» EXERCISE PROMPT
Print the listing from its first line through the line containing "box: [347, 227, 500, 335]", both ends included, copying every character unchanged.

» DATASET EXCERPTS
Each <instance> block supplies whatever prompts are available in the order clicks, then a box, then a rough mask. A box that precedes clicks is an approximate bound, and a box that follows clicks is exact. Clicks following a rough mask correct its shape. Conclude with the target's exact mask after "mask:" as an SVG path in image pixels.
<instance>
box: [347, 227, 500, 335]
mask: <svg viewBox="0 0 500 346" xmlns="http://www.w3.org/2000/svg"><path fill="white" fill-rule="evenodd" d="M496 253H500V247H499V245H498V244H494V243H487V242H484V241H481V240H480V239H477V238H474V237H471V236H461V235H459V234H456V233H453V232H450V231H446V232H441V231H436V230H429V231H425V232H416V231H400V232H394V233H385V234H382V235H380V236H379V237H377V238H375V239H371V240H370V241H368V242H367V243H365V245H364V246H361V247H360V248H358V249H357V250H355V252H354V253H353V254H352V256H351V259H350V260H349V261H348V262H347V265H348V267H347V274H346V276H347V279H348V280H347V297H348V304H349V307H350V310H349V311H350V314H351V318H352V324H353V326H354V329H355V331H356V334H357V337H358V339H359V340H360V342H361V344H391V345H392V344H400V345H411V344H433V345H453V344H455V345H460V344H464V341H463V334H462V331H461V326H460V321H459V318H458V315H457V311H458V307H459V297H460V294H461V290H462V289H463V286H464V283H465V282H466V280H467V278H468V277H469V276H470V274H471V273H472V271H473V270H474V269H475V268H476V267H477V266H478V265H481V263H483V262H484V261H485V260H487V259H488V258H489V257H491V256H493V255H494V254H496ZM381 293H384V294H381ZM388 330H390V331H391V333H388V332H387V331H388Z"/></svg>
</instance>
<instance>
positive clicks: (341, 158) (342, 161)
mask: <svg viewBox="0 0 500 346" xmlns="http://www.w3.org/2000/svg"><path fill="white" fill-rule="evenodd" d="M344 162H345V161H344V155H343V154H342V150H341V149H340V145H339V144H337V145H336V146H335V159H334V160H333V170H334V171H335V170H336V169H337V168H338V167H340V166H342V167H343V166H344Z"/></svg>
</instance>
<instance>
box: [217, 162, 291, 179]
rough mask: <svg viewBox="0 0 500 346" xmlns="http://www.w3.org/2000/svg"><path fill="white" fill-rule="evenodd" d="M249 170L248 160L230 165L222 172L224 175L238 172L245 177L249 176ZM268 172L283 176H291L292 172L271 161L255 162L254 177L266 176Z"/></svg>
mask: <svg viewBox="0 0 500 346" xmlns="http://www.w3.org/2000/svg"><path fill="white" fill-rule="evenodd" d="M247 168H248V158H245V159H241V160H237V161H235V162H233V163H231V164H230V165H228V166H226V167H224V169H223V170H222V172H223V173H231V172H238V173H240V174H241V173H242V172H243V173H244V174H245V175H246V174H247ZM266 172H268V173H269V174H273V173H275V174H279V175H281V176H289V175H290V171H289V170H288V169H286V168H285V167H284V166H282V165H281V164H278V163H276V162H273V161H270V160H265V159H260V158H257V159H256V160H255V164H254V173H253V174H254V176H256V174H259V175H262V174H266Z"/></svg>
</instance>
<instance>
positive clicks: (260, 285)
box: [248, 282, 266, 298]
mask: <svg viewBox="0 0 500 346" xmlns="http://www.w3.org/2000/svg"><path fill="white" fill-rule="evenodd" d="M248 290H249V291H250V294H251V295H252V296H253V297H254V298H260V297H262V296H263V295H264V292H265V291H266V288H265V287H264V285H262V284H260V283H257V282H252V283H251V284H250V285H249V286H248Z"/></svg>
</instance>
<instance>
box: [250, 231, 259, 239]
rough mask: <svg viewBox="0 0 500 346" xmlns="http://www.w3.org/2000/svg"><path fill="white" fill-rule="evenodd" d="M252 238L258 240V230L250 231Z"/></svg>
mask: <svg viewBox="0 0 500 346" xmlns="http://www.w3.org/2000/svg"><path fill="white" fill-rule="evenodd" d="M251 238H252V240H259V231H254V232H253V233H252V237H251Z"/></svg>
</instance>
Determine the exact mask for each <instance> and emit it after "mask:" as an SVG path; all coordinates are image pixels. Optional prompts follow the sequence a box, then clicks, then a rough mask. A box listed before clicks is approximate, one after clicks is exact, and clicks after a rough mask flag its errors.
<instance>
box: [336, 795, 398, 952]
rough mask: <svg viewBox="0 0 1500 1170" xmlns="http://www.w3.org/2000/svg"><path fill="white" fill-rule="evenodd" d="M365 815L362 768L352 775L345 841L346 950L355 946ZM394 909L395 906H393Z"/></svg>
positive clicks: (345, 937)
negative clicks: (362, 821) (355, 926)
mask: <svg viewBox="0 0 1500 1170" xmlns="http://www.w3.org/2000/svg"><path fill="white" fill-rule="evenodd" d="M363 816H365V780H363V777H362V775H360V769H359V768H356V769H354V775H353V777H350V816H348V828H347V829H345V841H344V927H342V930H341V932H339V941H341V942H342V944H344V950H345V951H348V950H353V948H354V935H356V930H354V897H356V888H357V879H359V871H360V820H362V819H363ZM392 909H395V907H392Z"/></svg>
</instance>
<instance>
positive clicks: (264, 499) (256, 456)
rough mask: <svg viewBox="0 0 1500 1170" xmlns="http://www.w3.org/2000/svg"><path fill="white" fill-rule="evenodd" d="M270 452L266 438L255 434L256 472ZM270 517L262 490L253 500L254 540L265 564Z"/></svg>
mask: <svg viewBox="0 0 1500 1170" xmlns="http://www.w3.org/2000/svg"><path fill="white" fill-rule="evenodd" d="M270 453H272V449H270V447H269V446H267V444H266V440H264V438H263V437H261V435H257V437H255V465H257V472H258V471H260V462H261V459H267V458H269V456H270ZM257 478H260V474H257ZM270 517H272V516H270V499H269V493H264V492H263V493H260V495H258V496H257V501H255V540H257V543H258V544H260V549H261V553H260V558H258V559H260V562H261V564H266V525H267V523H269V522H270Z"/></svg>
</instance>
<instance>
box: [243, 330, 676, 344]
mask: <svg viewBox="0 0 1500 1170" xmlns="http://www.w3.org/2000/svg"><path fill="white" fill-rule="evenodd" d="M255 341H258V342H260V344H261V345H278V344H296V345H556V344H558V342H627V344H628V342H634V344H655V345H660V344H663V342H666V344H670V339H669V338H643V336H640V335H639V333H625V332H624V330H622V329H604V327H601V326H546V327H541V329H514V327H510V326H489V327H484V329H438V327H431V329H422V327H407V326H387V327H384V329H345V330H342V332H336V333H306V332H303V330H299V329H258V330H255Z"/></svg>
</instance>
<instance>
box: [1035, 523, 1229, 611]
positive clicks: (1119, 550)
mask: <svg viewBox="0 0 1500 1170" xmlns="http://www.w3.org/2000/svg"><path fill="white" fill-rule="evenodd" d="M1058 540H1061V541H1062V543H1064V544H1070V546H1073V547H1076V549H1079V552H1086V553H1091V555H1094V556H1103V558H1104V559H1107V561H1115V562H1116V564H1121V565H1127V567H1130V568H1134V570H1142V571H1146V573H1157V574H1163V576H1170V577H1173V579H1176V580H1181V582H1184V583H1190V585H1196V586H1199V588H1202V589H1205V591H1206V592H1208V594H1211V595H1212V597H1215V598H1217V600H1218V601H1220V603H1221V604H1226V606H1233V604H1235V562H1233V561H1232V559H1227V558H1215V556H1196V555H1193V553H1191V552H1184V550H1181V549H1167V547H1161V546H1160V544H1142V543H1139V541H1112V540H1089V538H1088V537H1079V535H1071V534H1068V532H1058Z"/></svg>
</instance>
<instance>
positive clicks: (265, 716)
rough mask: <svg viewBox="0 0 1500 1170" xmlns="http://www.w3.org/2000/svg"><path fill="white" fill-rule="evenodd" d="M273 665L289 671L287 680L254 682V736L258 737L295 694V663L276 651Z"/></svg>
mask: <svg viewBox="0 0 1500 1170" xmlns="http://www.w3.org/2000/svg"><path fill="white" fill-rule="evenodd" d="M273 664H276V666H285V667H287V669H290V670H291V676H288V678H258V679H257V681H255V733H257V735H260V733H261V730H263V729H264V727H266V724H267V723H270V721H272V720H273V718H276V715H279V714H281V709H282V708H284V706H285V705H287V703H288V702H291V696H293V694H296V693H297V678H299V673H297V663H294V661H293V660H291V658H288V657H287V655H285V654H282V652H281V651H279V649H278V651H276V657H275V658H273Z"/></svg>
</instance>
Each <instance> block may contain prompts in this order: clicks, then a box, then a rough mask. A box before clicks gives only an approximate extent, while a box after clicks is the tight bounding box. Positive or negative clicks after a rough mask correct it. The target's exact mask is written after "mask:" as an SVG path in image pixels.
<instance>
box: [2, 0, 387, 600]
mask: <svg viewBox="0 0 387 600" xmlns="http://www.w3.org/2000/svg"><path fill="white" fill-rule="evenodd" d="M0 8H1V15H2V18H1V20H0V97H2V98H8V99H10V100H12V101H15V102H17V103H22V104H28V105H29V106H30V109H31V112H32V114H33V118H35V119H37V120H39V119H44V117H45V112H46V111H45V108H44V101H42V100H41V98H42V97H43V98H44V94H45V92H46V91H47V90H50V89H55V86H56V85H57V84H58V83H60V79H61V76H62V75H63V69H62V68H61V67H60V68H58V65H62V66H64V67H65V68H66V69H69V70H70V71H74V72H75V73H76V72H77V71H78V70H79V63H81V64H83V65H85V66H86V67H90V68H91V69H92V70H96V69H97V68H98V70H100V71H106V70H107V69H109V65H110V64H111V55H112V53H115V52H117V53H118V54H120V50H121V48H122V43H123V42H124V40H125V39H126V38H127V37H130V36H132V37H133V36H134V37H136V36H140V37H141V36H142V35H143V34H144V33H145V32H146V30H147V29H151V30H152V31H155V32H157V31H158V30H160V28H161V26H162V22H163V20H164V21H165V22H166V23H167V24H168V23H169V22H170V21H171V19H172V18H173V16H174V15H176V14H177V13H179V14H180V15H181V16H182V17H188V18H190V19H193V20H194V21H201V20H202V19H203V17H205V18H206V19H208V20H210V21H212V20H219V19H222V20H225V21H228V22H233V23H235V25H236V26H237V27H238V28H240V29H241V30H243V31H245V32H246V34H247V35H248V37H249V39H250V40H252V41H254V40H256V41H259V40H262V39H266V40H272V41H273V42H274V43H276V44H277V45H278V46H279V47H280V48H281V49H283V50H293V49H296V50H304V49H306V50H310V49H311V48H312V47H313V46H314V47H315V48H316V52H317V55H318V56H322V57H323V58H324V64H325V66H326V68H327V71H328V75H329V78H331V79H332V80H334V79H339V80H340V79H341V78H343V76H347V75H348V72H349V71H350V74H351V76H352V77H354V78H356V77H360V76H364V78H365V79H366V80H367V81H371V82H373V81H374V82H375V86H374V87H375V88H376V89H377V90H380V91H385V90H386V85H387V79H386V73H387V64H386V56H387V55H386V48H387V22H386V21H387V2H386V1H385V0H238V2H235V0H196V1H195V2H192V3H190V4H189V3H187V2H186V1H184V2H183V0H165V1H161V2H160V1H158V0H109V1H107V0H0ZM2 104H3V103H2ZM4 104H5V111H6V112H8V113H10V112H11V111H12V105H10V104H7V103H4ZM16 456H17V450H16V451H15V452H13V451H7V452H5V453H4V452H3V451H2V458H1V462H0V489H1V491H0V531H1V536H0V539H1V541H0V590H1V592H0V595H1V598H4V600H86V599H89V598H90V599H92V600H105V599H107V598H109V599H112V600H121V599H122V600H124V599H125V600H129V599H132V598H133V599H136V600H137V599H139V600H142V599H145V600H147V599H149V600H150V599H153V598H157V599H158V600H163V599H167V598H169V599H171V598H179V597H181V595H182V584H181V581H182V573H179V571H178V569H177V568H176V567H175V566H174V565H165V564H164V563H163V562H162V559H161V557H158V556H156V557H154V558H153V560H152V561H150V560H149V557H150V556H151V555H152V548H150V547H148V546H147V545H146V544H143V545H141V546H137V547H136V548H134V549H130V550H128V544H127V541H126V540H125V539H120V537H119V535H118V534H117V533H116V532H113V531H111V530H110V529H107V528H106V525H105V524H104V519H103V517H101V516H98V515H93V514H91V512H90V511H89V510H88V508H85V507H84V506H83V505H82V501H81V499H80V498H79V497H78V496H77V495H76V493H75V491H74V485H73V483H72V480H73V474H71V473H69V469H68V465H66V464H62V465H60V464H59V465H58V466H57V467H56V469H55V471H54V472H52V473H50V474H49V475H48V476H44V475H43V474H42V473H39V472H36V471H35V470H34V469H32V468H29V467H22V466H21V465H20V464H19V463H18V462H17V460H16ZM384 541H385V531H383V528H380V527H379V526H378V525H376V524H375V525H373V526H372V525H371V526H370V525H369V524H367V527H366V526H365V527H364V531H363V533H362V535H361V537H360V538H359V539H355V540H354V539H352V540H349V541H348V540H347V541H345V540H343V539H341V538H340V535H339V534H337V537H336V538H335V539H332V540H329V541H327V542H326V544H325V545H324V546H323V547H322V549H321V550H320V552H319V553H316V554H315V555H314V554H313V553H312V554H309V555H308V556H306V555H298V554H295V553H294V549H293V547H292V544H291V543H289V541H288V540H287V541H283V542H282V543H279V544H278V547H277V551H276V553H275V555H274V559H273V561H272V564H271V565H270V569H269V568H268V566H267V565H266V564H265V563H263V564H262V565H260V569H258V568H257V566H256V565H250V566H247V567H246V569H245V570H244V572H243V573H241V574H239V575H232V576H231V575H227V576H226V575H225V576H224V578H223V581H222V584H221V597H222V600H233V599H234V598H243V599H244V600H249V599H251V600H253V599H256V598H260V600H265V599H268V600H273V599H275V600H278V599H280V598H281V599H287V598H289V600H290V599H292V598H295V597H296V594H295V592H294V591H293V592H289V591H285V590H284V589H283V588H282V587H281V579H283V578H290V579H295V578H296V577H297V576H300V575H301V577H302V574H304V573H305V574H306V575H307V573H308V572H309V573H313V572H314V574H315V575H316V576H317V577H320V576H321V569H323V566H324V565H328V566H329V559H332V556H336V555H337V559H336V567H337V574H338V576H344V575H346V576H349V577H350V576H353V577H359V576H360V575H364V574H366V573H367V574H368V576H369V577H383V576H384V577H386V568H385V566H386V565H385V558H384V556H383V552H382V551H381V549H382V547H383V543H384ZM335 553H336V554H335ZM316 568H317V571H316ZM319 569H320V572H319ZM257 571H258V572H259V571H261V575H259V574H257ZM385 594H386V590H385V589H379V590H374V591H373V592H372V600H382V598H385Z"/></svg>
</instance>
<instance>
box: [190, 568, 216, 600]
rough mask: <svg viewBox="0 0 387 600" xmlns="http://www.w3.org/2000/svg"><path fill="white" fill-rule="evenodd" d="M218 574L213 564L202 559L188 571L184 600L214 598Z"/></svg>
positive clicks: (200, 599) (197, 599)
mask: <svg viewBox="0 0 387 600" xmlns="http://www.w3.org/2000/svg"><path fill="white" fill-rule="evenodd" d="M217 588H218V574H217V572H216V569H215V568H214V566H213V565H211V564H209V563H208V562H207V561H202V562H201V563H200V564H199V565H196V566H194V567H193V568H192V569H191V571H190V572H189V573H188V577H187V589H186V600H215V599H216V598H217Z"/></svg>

» YOUR SOLUTION
Each <instance> block supplies whatever prompts are available in the order clicks, then a box, then a rough mask. A box that precedes clicks is an approximate bound, and a box that follows clicks is exact. Clicks following a rough mask correct its shape. Conclude with the target's exact mask after "mask:" as an SVG path in image pixels.
<instance>
box: [347, 227, 500, 335]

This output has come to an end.